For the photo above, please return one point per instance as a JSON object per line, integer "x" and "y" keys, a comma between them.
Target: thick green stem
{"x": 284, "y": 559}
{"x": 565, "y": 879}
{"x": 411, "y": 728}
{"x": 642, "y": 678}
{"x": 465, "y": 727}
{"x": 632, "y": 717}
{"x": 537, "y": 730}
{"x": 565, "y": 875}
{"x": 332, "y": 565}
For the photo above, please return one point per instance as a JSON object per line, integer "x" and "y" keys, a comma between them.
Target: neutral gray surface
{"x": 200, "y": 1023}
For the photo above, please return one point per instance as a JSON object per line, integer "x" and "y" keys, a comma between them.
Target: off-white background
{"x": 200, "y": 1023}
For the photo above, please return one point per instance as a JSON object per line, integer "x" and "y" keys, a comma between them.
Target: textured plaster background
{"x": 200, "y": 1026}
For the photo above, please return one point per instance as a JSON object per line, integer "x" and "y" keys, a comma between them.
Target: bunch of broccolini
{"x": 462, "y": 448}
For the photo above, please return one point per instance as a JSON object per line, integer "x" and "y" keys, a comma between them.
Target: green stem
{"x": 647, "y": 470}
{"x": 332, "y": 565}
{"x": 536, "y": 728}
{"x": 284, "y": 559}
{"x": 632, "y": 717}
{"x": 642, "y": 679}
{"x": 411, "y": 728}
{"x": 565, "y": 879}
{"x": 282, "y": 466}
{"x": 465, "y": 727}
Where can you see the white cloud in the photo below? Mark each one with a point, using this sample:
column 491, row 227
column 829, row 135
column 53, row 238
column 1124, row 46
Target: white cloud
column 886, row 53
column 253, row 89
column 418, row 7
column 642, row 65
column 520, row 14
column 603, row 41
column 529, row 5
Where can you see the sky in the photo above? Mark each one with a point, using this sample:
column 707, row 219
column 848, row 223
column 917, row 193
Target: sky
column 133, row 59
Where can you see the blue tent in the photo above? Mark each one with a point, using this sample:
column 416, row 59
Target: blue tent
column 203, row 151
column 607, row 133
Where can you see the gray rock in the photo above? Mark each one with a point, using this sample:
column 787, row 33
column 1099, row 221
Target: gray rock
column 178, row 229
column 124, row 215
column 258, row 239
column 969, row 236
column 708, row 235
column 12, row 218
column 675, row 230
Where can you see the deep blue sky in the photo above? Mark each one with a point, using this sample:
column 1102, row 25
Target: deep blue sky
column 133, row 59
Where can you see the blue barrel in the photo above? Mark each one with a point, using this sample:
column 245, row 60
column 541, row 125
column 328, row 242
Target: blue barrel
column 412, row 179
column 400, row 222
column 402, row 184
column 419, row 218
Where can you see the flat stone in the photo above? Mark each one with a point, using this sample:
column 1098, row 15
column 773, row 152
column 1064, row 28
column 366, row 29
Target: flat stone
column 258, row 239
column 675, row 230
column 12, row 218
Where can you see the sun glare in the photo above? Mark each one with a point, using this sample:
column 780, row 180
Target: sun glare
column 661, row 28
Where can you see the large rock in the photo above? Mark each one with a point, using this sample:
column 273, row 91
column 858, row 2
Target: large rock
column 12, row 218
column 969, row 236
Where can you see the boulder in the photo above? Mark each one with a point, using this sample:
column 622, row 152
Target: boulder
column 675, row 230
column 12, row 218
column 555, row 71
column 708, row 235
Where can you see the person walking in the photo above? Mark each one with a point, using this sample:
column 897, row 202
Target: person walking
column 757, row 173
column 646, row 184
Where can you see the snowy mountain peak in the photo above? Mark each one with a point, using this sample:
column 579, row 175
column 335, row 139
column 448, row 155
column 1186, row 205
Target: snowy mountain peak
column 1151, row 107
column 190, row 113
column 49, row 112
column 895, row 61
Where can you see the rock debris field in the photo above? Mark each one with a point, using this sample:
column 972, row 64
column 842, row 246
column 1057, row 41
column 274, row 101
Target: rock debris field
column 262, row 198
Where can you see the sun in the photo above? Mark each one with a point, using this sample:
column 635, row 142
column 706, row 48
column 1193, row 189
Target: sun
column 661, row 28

------

● PROBLEM TO SOLVE
Would you retype the lines above from the one with "column 448, row 155" down to the one with "Where can you see the rock", word for word, both ends included and no other lines?

● RESPONSE FOR THIS EXERCISE
column 448, row 155
column 1186, row 205
Target: snowy mountain peak
column 1151, row 107
column 190, row 113
column 49, row 112
column 895, row 61
Where can you see the rock debris field in the photo above? Mark each one with a point, using this sample:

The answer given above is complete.